## Objectifs
[a] Recopiez la présentation des textes d'Orhan Pamuk depuis « MON PERE et » jusqu'à « en décembre 2006. » inclus, en substituant « allocution » à « discours ».
[b] Veuillez prolonger la présentation des textes d'Orhan Pamuk à partir de l'endroit où elle s'arrête.

## Extrait du document
+ + + + +
MON PERE et autres textes d'Orhan Pamuk

O. Pamuk, 2006 - Gallimard, 2009 - Folio, 2012

 

pamuk - mon pèreLe fils et l'écrivain

Réunis dans un folio 2 € (n°5422), ces trois textes sont extraits d’un recueil plus vaste, D’autres couleurs (folio n°5194). Tous portent sur le père d’Orhan Pamuk. « Mon père » évoque les émotions ressenties par le fils à la mort de son père. « Regarder par la fenêtre » un épisode d’enfance qui approfondit l’une des remarques du premier texte, sur le père s’en allant au loin en laissant sa famille derrière lui. « La valise de mon papa », enfin, est le discours prononcé par Pamuk en recevant le Prix Nobel en décembre 2006.
+ + + + +
## Données extraites
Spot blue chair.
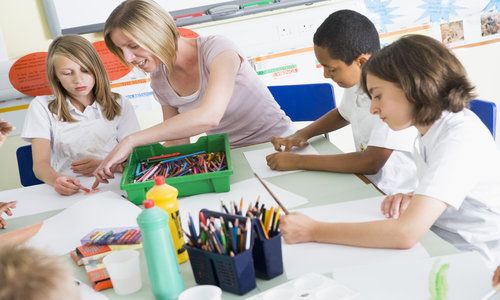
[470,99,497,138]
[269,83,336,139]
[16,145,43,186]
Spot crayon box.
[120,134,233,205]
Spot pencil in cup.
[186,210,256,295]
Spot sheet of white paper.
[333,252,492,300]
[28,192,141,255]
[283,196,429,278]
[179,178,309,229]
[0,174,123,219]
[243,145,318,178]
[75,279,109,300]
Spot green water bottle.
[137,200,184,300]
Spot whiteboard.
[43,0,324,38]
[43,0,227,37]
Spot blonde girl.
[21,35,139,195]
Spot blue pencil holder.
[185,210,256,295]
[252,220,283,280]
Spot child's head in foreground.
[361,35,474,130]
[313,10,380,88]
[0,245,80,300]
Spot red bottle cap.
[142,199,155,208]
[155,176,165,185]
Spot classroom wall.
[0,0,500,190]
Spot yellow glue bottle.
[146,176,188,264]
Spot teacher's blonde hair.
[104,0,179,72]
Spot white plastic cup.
+ + + + +
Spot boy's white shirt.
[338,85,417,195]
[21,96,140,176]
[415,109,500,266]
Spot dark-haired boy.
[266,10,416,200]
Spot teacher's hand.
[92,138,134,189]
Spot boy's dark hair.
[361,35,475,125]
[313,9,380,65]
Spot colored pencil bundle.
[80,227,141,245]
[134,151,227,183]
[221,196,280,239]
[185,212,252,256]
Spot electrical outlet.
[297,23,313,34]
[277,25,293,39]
+ + + + +
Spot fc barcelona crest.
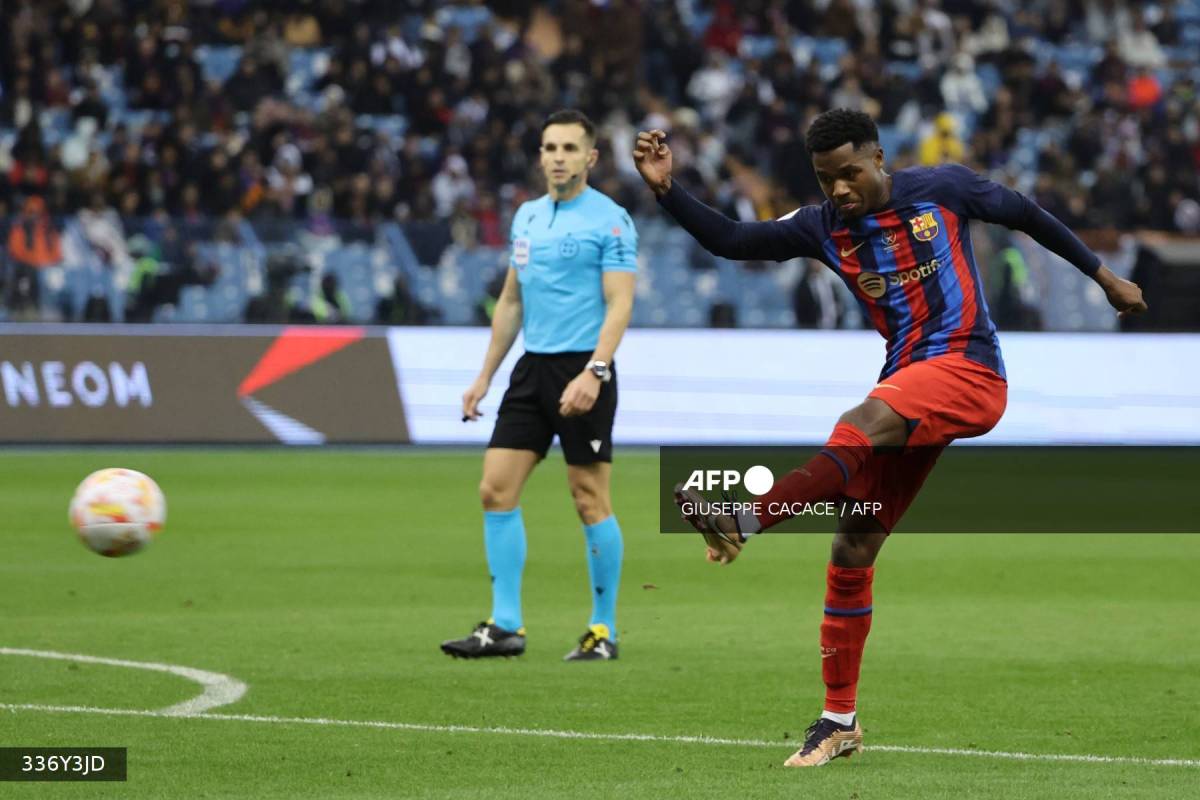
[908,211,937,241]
+ + + + +
## Corrigé des exercices
[a]
MON PERE et autres textes d'Orhan Pamuk

O. Pamuk, 2006 - Gallimard, 2009 - Folio, 2012

 

pamuk - mon pèreLe fils et l'écrivain

Réunis dans un folio 2 € (n°5422), ces trois textes sont extraits d’un recueil plus vaste, D’autres couleurs (folio n°5194). Tous portent sur le père d’Orhan Pamuk. « Mon père » évoque les émotions ressenties par le fils à la mort de son père. « Regarder par la fenêtre » un épisode d’enfance qui approfondit l’une des remarques du premier texte, sur le père s’en allant au loin en laissant sa famille derrière lui. « La valise de mon papa », enfin, est le allocution prononcé par Pamuk en recevant le Prix Nobel en décembre 2006.

[b]
Mon père

 

Dans le premier de ces textes, l’écrivain dresse un portrait de l’homme qui fut son père. De son insouciance, de sa liberté d’esprit, de cette désinvolture que le fils lui envie parfois mais que l’on retrouvera, dans le troisième texte, comme l’un des caractères qui précisément différencient l’homme et son fils, et dont l’impossibilité pour le second explique en particulier sa vocation d’écrivain. « Regarder par la fenêtre » se présente d’abord comme un recueil d’impressions sur la famille et les années d’enfance, puis se développe autour de la figure du père et spécialement de son absence et des effets qu’elle produit. Quant à « La valise de mon papa », c’est pour Pamuk une façon d’examiner ce qu’est pour lui l’écriture, ce que cela signifie d’être écrivain, à partir d’une anecdote, le souvenir d’une valise que lui remit son père, dans laquelle il avait rangé ses carnets, ses écrits, et que l’écrivain mit du temps à ouvrir. Ce sont ses peurs, ses questions, ses émotions à l’égard de son père et de la nature de l’écriture que l’écrivain évoque ici, utilisant un souvenir du père pour aller au fond de lui-même.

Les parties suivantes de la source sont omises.